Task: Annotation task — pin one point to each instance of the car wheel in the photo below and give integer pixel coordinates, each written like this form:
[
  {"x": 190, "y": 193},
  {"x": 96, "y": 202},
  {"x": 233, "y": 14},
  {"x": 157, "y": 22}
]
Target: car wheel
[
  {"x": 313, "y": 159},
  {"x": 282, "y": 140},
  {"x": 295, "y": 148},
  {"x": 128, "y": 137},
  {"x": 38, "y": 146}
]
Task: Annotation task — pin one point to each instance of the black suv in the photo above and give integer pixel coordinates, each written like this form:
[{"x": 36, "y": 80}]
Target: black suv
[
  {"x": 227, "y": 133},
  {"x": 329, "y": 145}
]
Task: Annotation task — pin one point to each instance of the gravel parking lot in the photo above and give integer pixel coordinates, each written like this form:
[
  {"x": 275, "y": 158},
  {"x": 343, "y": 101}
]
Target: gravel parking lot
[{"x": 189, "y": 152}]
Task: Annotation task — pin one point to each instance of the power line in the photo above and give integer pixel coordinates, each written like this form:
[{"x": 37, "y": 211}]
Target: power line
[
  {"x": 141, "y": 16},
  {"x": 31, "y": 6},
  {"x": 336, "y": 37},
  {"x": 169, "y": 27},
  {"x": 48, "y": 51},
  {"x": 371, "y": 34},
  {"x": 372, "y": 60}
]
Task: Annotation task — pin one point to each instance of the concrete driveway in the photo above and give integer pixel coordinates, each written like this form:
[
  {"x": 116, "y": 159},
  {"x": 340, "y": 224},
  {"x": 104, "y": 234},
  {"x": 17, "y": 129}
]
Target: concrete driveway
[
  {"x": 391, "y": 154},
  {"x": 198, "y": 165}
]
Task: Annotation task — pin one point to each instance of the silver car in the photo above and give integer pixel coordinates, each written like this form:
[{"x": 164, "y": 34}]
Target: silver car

────

Recast the rows as a JSON list of strings, one string per line and no blank lines, covering the stretch from the line containing "of the silver" through the end of the rows.

# Result for this exercise:
[
  "Task: Annotation task — pin one point to each instance of the silver car in the photo above and give integer pixel coordinates, each written like this form:",
  "[{\"x\": 164, \"y\": 34}]",
  "Target: silver car"
]